## Saved entries

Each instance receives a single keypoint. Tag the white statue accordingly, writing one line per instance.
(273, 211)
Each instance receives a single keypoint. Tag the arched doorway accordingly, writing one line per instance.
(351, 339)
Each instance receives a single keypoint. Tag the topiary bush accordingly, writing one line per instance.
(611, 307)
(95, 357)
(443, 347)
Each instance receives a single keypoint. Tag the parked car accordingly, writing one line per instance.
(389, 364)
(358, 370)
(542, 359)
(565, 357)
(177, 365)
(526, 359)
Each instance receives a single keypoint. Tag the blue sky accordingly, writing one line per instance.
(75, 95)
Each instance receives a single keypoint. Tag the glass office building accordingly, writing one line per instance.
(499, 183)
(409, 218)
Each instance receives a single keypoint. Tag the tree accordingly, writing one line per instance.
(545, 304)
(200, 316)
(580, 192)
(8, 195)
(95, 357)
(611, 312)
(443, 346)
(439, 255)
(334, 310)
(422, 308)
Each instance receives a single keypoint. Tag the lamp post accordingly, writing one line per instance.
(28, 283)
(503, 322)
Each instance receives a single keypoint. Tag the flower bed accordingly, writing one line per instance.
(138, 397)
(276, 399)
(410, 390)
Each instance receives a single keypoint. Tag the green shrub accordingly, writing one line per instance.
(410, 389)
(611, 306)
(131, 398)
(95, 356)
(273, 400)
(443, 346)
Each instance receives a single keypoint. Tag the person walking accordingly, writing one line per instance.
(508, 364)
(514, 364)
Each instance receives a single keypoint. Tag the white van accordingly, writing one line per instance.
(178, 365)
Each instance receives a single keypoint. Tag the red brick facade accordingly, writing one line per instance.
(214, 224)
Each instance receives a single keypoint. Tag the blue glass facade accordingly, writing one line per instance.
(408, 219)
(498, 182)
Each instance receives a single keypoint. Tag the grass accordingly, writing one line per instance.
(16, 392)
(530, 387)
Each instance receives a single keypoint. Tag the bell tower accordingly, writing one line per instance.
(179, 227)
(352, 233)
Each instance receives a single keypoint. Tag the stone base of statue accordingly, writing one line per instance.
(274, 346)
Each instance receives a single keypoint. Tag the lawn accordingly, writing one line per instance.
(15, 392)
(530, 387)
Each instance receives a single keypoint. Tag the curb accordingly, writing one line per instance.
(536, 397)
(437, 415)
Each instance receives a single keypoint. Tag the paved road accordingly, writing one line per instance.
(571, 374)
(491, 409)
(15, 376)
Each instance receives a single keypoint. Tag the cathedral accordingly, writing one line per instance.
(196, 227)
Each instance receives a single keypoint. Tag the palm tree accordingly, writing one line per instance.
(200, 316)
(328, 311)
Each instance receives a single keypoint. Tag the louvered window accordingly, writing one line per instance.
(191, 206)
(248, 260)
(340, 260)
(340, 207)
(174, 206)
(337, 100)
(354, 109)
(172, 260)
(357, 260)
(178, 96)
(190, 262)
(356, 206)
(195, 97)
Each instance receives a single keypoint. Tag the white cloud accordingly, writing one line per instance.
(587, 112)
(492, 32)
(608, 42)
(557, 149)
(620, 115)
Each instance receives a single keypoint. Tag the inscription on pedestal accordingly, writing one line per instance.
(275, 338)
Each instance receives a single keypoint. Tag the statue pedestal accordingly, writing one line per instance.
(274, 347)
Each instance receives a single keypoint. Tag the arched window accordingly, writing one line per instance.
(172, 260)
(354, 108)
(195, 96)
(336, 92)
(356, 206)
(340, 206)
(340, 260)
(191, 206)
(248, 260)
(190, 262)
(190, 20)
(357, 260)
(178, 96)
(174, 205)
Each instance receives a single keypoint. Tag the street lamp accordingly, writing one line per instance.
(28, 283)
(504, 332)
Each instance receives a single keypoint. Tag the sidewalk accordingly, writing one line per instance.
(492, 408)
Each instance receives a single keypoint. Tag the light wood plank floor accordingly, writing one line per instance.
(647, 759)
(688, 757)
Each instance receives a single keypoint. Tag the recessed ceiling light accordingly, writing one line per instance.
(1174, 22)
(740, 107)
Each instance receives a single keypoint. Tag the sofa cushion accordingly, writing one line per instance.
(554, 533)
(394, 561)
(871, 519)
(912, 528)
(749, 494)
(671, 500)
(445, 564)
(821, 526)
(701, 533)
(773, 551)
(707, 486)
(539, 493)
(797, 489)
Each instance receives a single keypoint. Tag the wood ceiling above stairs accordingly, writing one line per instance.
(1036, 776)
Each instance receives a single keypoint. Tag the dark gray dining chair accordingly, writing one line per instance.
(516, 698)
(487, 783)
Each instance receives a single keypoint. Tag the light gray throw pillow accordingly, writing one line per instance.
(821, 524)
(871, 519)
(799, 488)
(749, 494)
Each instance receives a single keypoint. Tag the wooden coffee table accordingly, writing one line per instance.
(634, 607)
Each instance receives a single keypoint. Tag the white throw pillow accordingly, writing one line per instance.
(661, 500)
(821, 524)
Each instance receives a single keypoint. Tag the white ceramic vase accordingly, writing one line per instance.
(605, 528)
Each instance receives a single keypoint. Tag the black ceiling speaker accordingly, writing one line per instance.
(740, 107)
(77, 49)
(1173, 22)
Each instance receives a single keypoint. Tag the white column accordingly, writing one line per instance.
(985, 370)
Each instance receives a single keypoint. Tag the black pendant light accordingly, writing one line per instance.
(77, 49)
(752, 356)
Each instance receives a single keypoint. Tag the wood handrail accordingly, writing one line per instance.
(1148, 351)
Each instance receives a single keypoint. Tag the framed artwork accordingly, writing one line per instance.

## TASK INSTRUCTIONS
Put down all the data once more, exactly as it appears above.

## RESPONSE TO THE TASK
Each instance receives a single keypoint. Tag the white statue accordingly, writing one line per instance.
(273, 211)
Each instance receives a single keypoint. Tag the arched doorway accordingly, writing one line per instance.
(351, 339)
Each instance receives a single keypoint. Tag the topiary bush accordingly, writing one line per instance.
(611, 307)
(95, 357)
(443, 347)
Each instance receives a single keypoint. Tag the parked car accordingly, writing one line per instance.
(389, 364)
(358, 370)
(542, 359)
(565, 357)
(177, 365)
(526, 359)
Each instance receives a single keypoint. Tag the blue sky accordingly, writing one line per instance.
(75, 95)
Each instance receives a single keypoint. Tag the glass office building accordingly, writing one line per instance.
(499, 183)
(409, 218)
Each instance receives a single keypoint. Tag the tree accordingly, writing one line per instance.
(545, 304)
(200, 316)
(580, 192)
(8, 195)
(95, 357)
(611, 312)
(443, 346)
(439, 255)
(334, 310)
(422, 308)
Each instance receives a single keypoint. Tag the lamp post accordingly, writing one line per instance.
(28, 283)
(503, 322)
Each instance receives a single keypoint. Tag the flower bed accordingly, writing one line per instance.
(138, 397)
(276, 399)
(410, 390)
Each instance receives a single keypoint. Tag the green shrub accordingly, writing one line per instance.
(410, 389)
(611, 306)
(131, 398)
(95, 356)
(273, 400)
(443, 346)
Each instance receives a single keypoint. Tag the person walking accordingly, writing one line per instance.
(508, 364)
(514, 364)
Each instance receives a single keypoint. Tag the white van accordingly, writing one line per instance.
(178, 365)
Each instance receives a single keypoint. Tag the red brick facade accordingly, writing one line per instance.
(214, 224)
Each instance receives a single keypoint. Tag the blue glass facade accordingly, writing one line per instance.
(408, 219)
(498, 182)
Each instance receives a single keypoint. Tag the grass accordingly, writing one line per instance.
(16, 392)
(530, 387)
Each instance receives a single keypoint. Tag the bell tower accordingly, writing one line per instance.
(179, 227)
(352, 233)
Each instance receives a single keypoint. Tag the stone base of statue accordingly, writing one line per instance.
(274, 346)
Each instance receives a single keypoint. Tag the lawn accordingly, writing one line per instance.
(15, 392)
(530, 387)
Each instance receives a single keypoint. Tag the curb accordingly, writing one line per instance.
(536, 397)
(437, 415)
Each instance receives a single keypoint. Tag the paved road accordingly, writing one line per instance.
(571, 374)
(491, 409)
(15, 376)
Each instance receives a single keypoint. Tag the cathedral accordingly, writing one line per instance.
(196, 227)
Each instance receives a single keypoint. Tag the palm tree accordingly, writing one line per instance.
(200, 316)
(328, 311)
Each instance receives a single keypoint. Tag the louvered window accordingly, writing one line per instance.
(191, 206)
(248, 260)
(340, 260)
(340, 207)
(174, 206)
(337, 100)
(354, 109)
(172, 260)
(357, 260)
(178, 96)
(190, 262)
(356, 206)
(195, 97)
Each instance receives a single keypoint. Tag the white cloud accordingly, writing one line per instance.
(587, 112)
(492, 32)
(608, 42)
(557, 149)
(620, 115)
Each instance receives a single keypoint. Tag the inscription on pedestal accordingly, writing one line per instance.
(275, 338)
Each instance receives a single keypoint. Tag the statue pedestal accordingly, writing one line per instance.
(274, 347)
Each instance receives a single keypoint. Tag the arched window accordingly, writing one line per instance.
(172, 260)
(354, 108)
(195, 96)
(336, 92)
(356, 206)
(340, 206)
(340, 260)
(191, 206)
(248, 260)
(190, 262)
(190, 20)
(357, 260)
(178, 96)
(174, 205)
Each instance receives a single keypoint. Tag the street lamp accordingly, writing one line per instance.
(28, 283)
(504, 332)
Each instance receives a single keypoint. Tag the sidewalk accordingly, writing one line per instance.
(492, 408)
Each instance receives a single keypoint. Tag the light wood plank floor accordingly, writing one line per instance.
(647, 759)
(688, 757)
Each instance receives a single keypoint. Tag the recessed ceiling light accordingly, writing one line per instance.
(1174, 22)
(740, 107)
Each instance receives a single keypoint. Tag the sofa cushion accordingly, writing one line per instance.
(554, 533)
(394, 561)
(871, 519)
(912, 528)
(749, 494)
(671, 500)
(445, 564)
(821, 526)
(701, 533)
(773, 551)
(707, 486)
(539, 493)
(797, 489)
Each instance receives a single keypoint. Tag the wood ceiling above stairs accordingly, writing one line per instance.
(1036, 776)
Each instance receives a single keypoint. Tag the dark gray dining chair accordingly, writing one line per instance.
(516, 698)
(487, 783)
Each instance receives a single keypoint. Tag the light gray throw pillow accordingly, writing one line per instance.
(821, 524)
(871, 519)
(799, 488)
(749, 494)
Each instance receives a single keypoint. Tag the wooden coffee table accordingly, writing one line per instance.
(634, 607)
Each instance receives a single keypoint. Tag the white throw pillow accordingly, writing one line per instance.
(661, 500)
(821, 524)
Each instance receives a single keypoint. Tag the white ceramic vase accordingly, writing one line per instance.
(605, 528)
Each instance receives a single keypoint. Tag the black ceiling speaker accordingly, writing one line per instance.
(740, 107)
(77, 49)
(1173, 22)
Each instance receives a single keypoint. Tag the white column accordingly, writing one line per instance.
(985, 370)
Each instance receives a single keypoint. Tag the black pendant light accordingly, writing one line per instance.
(77, 49)
(752, 356)
Each instance receives a single keypoint. Tag the wood handrail accordingly, writing one line per instance.
(1148, 351)
Each instance receives a single keypoint. Tag the framed artwork accordingly, writing one line per instance.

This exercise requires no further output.